• 提示文
◇ ◇ ◇

HARUSAI JOURNAL春祭ジャーナル

春祭ジャーナル 2012/10/23

チェリスト・原田禎夫
第3回 「東京クヮルテット」デビュー!

ノンフィクションライターの一志治夫さんが、チェロ奏者・原田禎夫の音楽活動の軌跡を追う連載『チェリスト・原田禎夫』。第3回では、デビュー間もない東京クヮルテットの奮闘をご紹介いただく。

文・一志治夫(ノンフィクションライター)

 「ミュンヘン国際音楽コンクール」で優勝した「東京クヮルテット」(原田禎夫(Vc)、原田幸一郎(Vn)、名倉淑子(Vn)、磯村和英(Va))は、その直後の1970年10月、ニューヨークのタウンホールでデビューリサイタルを開いた。

 タウンホールの演奏会終了後、2人の原田は、秋風舞うタイムズスクェアーを明け方までやみくもに歩き回った。朝5時を過ぎれば、スタンドにはニューヨークタイムズが並ぶはずだった。新聞を手にし広げると、果たしてそこには、前日の日本人カルテットの演奏を賞する記事が出ていた。

 実は、このときの演奏を、原田禎夫は、ホールに依頼してレコーディングしている。録音には800ドルもの大金が必要だったが、原田は、ナッシュビル時代に稼いだなけなしの金をはたいてこれに当てた。

「なんとなく、これは録っておいた方がいいだろうな、と思ったんです。ただ、いつの間にかそのマスターテープのことは忘れてしまった。で、つい最近になって、ふとした拍子にテープのことを思い出したんです。もうダメかも知れないと思いながら、息子にテープを渡してCDに落としてもらったら、音源は無事だった。音質は悪かったけれど、そんなことよりも無我夢中でやっていた頃の音が蘇ったことが嬉しかった」

◇ ◇ ◇

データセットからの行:
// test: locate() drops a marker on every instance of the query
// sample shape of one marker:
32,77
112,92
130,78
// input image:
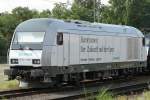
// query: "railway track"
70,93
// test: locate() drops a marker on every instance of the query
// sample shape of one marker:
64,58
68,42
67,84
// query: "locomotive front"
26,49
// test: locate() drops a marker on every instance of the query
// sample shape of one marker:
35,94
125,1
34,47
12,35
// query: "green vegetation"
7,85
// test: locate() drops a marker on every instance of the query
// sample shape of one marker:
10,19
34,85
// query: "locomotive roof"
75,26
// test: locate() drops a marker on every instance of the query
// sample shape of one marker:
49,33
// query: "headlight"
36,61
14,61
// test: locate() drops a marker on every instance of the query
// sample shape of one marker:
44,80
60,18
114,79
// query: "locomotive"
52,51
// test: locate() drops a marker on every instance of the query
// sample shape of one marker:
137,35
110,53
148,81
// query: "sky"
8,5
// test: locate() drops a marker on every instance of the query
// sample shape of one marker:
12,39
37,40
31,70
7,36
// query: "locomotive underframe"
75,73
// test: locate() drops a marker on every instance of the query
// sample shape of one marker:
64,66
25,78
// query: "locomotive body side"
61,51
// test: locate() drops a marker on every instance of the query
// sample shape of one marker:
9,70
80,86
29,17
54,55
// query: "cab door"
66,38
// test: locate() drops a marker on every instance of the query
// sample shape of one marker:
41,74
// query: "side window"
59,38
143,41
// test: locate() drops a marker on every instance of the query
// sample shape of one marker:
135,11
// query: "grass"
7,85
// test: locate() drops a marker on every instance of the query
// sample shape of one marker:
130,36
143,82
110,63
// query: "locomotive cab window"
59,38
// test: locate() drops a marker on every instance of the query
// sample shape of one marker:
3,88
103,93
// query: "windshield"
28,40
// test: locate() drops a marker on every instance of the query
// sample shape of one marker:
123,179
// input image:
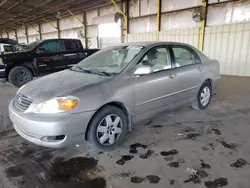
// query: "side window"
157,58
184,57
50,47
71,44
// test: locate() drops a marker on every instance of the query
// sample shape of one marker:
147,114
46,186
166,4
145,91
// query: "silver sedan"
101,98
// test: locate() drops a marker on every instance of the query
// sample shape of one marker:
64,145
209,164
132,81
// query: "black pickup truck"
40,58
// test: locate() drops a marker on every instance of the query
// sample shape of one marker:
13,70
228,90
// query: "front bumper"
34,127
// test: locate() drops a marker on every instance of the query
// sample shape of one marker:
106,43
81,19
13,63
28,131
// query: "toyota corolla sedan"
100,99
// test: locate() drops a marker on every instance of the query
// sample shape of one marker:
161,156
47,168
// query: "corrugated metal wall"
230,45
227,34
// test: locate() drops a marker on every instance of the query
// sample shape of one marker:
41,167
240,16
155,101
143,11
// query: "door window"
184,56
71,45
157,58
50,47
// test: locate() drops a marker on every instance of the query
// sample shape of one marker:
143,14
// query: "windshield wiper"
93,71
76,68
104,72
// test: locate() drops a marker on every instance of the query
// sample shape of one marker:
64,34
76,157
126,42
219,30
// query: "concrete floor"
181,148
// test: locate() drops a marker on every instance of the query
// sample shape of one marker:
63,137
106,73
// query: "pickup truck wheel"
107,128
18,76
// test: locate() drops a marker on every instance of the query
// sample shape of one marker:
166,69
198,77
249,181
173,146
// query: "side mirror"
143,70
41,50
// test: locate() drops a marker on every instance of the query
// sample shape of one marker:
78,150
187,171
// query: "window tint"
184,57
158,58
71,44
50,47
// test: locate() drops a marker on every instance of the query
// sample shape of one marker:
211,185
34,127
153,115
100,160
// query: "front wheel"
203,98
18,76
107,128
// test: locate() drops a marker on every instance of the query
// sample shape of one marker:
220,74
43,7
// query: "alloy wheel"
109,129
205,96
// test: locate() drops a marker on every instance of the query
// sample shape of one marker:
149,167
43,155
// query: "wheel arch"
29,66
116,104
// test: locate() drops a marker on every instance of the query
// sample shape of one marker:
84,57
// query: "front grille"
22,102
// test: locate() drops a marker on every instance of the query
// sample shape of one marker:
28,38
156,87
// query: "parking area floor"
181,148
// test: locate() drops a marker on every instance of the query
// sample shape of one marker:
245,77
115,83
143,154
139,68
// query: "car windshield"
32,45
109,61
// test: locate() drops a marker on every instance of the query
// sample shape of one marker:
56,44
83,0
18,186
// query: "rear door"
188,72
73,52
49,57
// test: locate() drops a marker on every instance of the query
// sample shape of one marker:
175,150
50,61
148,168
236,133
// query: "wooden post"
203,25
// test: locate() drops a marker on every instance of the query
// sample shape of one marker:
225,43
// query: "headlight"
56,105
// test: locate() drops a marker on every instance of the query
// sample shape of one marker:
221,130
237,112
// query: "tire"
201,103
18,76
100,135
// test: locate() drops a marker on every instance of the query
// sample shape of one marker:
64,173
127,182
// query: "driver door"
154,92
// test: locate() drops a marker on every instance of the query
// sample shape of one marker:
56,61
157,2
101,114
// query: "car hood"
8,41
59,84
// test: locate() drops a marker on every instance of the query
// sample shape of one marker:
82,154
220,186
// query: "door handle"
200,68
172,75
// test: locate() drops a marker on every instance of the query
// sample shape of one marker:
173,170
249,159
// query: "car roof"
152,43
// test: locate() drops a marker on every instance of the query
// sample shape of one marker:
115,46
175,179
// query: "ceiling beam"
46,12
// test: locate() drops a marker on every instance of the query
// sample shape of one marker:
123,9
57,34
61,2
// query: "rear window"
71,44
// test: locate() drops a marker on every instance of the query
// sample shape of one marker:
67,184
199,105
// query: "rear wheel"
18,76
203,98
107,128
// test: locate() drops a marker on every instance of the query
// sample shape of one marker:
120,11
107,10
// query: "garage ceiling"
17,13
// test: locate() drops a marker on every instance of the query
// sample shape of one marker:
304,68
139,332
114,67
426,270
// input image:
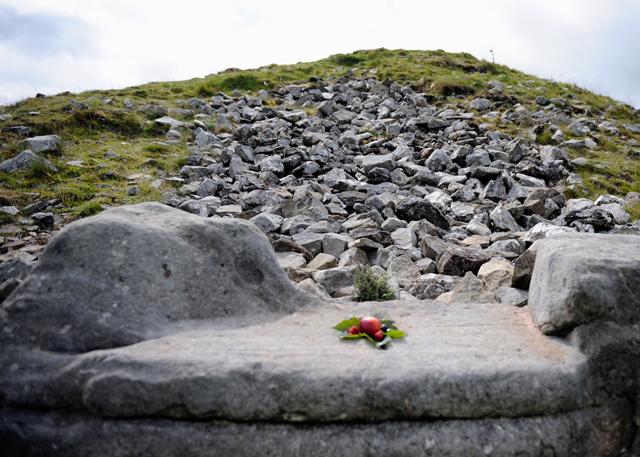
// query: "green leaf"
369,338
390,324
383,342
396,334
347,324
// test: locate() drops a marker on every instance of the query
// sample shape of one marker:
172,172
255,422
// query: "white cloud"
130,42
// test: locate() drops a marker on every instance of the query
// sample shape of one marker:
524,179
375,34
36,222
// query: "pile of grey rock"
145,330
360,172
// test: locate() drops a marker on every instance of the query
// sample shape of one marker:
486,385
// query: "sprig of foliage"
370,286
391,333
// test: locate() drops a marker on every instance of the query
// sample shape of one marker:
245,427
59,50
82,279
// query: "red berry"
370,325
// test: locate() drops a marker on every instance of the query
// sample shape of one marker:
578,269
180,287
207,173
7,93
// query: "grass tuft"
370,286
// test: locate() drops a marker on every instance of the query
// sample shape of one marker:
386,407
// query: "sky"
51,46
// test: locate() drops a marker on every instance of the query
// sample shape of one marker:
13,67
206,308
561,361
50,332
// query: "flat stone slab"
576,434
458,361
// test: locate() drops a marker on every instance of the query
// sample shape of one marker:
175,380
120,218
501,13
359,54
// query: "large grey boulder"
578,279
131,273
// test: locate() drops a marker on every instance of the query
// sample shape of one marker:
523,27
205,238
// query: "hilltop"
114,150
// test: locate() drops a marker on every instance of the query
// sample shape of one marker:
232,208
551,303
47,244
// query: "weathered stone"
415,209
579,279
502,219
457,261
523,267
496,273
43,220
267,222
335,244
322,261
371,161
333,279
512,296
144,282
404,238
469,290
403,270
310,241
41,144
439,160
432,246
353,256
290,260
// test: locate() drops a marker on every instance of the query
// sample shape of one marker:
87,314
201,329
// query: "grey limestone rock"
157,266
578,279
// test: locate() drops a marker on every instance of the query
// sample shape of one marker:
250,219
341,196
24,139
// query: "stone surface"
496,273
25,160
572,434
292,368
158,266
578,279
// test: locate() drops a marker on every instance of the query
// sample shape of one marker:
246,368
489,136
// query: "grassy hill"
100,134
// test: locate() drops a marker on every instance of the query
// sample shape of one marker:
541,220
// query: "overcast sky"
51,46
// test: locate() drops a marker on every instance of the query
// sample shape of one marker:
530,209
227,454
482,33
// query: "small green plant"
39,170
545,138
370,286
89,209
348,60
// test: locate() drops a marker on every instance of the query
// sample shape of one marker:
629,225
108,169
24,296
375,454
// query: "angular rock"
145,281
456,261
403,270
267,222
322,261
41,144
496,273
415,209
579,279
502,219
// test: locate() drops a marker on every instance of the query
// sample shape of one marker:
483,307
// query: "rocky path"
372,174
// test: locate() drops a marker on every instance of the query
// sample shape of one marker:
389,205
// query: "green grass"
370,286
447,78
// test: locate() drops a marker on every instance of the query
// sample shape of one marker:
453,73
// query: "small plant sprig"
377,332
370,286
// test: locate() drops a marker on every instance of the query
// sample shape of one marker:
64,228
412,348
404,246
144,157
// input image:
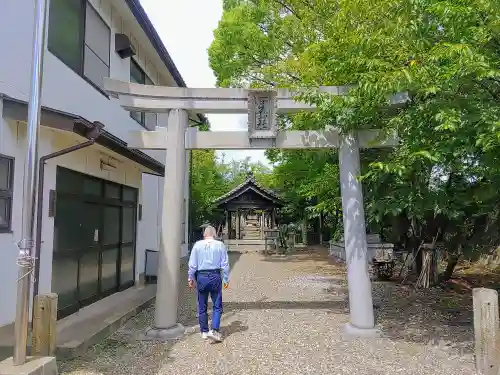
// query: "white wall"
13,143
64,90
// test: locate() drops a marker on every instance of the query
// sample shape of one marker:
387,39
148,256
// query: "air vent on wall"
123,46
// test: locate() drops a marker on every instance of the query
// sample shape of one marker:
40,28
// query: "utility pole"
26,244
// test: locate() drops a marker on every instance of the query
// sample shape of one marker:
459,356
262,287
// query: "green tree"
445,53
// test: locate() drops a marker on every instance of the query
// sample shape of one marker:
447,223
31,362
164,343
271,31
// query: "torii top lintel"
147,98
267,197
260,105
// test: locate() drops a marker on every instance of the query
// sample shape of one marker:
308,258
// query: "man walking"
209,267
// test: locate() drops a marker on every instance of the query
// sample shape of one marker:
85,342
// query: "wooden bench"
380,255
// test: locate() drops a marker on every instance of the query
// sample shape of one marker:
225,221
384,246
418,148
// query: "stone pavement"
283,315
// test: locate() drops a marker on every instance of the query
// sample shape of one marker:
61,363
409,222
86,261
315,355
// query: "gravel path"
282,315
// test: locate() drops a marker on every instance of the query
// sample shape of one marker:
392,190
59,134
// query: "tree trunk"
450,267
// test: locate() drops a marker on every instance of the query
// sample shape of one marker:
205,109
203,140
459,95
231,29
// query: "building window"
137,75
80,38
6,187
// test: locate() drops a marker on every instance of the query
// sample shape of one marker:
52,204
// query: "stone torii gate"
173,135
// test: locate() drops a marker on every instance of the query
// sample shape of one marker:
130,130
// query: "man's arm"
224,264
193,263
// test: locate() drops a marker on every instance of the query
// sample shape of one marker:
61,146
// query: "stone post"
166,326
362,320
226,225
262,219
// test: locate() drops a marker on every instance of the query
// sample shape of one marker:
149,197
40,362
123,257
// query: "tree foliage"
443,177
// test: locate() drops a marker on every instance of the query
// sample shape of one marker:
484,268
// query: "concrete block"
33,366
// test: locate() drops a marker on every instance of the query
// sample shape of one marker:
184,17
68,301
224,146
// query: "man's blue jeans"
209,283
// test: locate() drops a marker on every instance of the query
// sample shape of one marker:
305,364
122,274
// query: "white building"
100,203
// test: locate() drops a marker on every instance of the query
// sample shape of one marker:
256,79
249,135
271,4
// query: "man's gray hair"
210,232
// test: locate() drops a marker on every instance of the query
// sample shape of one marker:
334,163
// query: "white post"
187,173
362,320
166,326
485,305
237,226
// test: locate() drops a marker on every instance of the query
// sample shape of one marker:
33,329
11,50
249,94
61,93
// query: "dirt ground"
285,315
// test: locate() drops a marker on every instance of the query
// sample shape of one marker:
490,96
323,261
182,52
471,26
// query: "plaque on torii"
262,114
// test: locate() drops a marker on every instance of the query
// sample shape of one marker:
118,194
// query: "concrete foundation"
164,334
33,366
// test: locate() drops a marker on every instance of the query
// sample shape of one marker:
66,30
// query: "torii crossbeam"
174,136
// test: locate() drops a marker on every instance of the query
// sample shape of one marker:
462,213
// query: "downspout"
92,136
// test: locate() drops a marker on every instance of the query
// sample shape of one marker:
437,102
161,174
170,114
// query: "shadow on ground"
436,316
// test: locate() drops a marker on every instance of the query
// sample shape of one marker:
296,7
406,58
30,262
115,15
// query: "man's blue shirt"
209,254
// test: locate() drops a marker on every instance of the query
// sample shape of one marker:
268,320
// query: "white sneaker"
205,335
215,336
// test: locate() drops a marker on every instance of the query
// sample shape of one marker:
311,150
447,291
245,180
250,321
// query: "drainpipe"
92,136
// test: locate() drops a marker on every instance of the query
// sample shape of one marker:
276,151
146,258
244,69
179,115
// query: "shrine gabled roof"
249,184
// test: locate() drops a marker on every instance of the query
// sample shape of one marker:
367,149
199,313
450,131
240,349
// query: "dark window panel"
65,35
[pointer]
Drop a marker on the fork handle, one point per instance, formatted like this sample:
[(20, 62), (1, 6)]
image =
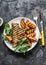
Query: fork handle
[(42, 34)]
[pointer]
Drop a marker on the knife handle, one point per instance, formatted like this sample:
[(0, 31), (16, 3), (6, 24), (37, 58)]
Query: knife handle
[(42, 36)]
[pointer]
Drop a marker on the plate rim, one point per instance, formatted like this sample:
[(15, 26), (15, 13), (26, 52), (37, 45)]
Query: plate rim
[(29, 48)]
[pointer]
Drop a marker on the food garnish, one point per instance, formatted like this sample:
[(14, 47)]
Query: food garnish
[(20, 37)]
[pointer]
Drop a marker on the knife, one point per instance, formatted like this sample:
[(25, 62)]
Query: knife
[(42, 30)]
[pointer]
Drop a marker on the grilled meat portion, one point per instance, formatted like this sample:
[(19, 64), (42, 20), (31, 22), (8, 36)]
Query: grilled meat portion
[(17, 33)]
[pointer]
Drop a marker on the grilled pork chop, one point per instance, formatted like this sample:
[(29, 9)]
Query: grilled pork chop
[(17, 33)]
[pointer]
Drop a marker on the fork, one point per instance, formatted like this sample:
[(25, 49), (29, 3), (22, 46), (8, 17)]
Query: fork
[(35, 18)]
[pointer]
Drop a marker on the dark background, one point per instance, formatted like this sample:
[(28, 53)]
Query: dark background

◇ ◇ ◇

• 指示文
東京クヮルテットのデビューを描いた文章を、最後の文の後から書き進めてください。 これらの行は文章の内容とは関係がない。

• 最終回答
 切羽詰まった中から出てくる圧倒的なエネルギー、若者のひたむきさが伝わってくる音色。思わず、出口の見えない中を突っ走っている若き日の自分に声をかけてやりたいような気持ちになっていた。原田は、こみ上げてくるものを抑えられなかった。アルバン・ベルグの弦楽四重奏曲作品3、ベートーヴェンの弦楽四重奏曲第10番《ハープ》作品74、バルトークの弦楽四重奏曲第1番。未熟であることは間違いないが、思ったよりずっといい演奏だったことも驚きだった。CDを聴いた原田幸一郎も、やはり泣いた。死ぬほど練習し、未来に向かって駆けだしていた日々が2人の脳裏に浮かび上がってきたのである。

 幸先のいいスタートを切った「東京クヮルテット」は、少しずつ、その名を世界に広めていく。もっとも、当人たちには、まだ名前を売り込もうという野心はさほどなく、むしろ自分たちの音楽スタイルをいかに確立するかで必死だった。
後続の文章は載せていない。